TAREFAS A REALIZAR >>
- A) Indique se cada uma das afirmações seguintes está de acordo com o artigo sobre a inclusão da pessoa surda no espaço cultural, respondendo sim ou não e citando textualmente as palavras do artigo que o decidem: (i) o artigo afirma que não existem pessoas ditas normais; (ii) segundo o artigo, apenas as crianças e os mais velhos têm necessidades especiais; (iii) o artigo dá como exemplo que os passeios devem ser acessíveis a quem é cego.
- B) Prossiga o artigo sobre a inclusão da pessoa surda no espaço cultural a partir do ponto em que termina.

TEXTO CITADO >>
Artigo

INCLUSÃO DA PESSOA SURDA NO ESPAÇO CULTURAL

Não consigo construir uma casa pelo teto.

Não consigo falar deste vasto tema, mesmo que segmentado à área da cultura, sem o sustentar…

Não existe uma flor, sem iniciar o seu ciclo na semente…

Tudo isto para explicar que a Inclusão,  na sua forma mais abrangente, é a aplicação prática da disponibilização dos territórios adaptados às necessidades de todas as Pessoas que o compõem.

Na prática o que significa “adaptar os territórios às necessidades…. de Todos e Todas”?

Não há Pessoas ditas normais, há Pessoas, umas são  bebés, outras crianças, outros jovens, outras adultas, outras mais sábios (os mais velhos, claro)…. Dentro destes, todos têm necessidades especiais para estarem e sentirem a pertença ao seu território. Por exemplo, os passeios devem ser acessíveis para quem quer correr, para quem é cego, para o “sábio” que cansado de tanta sapiência, vai espairecer num passeio à beira mar, com a sua bengala para não perder o equilíbrio …

E a Pessoa surda como se adapta ao seu território?

LISTAGEM DE DADOS >>
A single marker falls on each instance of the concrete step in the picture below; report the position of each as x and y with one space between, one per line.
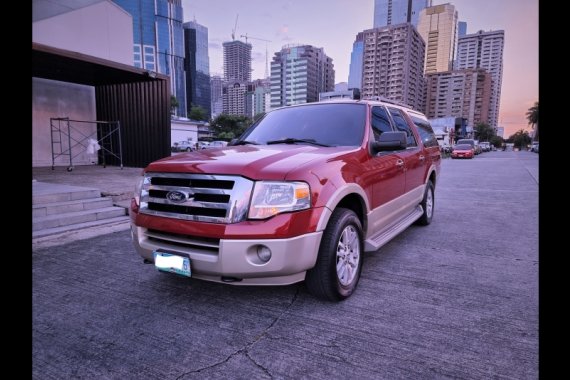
45 209
82 227
50 193
71 218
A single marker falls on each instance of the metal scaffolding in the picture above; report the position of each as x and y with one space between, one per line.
62 131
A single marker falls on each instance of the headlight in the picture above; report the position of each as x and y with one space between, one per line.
271 198
138 189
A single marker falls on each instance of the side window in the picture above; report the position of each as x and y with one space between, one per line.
380 121
425 131
402 125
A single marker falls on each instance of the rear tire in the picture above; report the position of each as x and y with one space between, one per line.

RESPOSTAS POR ORDEM >>
- A)
(i) Sim: «Não há Pessoas ditas normais, há Pessoas».
(ii) Não: «Dentro destes, todos têm necessidades especiais para estarem e sentirem a pertença ao seu território.»
(iii) Sim: «os passeios devem ser acessíveis para quem quer correr, para quem é cego».

- B)
A Pessoa surda, apenas precisa que o seu território, disponibilize acessibilidade à comunicação , que para este público-alvo, passa pela Língua Gestual.

Neste caso, para a Inclusão da Pessoa Surda no espaço cultural, (porque pediram-me para focar no espaço cultural) é preciso que todos os equipamentos culturais, disponibilizem todos os conteúdos em Língua Gestual.

A Língua Gestual é a Língua materna da Pessoa Surda.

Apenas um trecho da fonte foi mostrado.